Yang Diharapkan:
Salin lagi bagian teks tentang mudharabah dari "Hukum Mudharib Mengambil" sampai "diperhatikan dalam mudharabah.", termasuk kedua ujungnya, lalu ganti "shahibul maal" dengan "pemodal".

Dokumen Sumber:
────────────────────

Hukum Mudharib Mengambil Keuntungan Sebelum Perhitungan Final

Mudharabah adalah salah satu bentuk kerjasama dalam sistem ekonomi Islam yang melibatkan dua pihak utama: pemilik modal (shahibul maal) dan pelaksana usaha (mudharib). Pemilik modal menyediakan dana, sementara mudharib menjalankan usaha dengan modal tersebut. Keuntungan dibagi sesuai kesepakatan awal, sedangkan kerugian menjadi tanggung jawab shahibul maal, kecuali jika kerugian tersebut disebabkan oleh kelalaian atau kecurangan dari pihak mudharib. Dalam praktiknya, muncul pertanyaan terkait apakah seorang mudharib boleh mengambil bagian dari keuntungan sebelum perhitungan akhir. Artikel ini akan membahas hukum terkait tindakan tersebut serta batasan-batasan syar’i yang harus diperhatikan dalam mudharabah.

Mekanisme Mudharabah dalam Islam

Dalam akad mudharabah, shahibul maal menyerahkan modal kepada mudharib untuk dikelola. Mudharabah biasanya dilakukan dengan syarat-syarat tertentu yang telah disepakati di awal, termasuk persentase pembagian keuntungan. Pada dasarnya, mudharabah bertujuan untuk memperoleh keuntungan melalui pengelolaan modal secara optimal oleh mudharib. Keuntungan yang diperoleh kemudian dibagi berdasarkan nisbah atau rasio yang disepakati, misalnya 60:40 atau 70:30.

────────────────────

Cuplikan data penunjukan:

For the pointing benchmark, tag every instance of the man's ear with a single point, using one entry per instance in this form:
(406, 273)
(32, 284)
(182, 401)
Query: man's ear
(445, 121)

────────────────────

Jawaban Soal Ini:
Hukum Mudharib Mengambil Keuntungan Sebelum Perhitungan Final

Mudharabah adalah salah satu bentuk kerjasama dalam sistem ekonomi Islam yang melibatkan dua pihak utama: pemilik modal (pemodal) dan pelaksana usaha (mudharib). Pemilik modal menyediakan dana, sementara mudharib menjalankan usaha dengan modal tersebut. Keuntungan dibagi sesuai kesepakatan awal, sedangkan kerugian menjadi tanggung jawab pemodal, kecuali jika kerugian tersebut disebabkan oleh kelalaian atau kecurangan dari pihak mudharib. Dalam praktiknya, muncul pertanyaan terkait apakah seorang mudharib boleh mengambil bagian dari keuntungan sebelum perhitungan akhir. Artikel ini akan membahas hukum terkait tindakan tersebut serta batasan-batasan syar’i yang harus diperhatikan dalam mudharabah.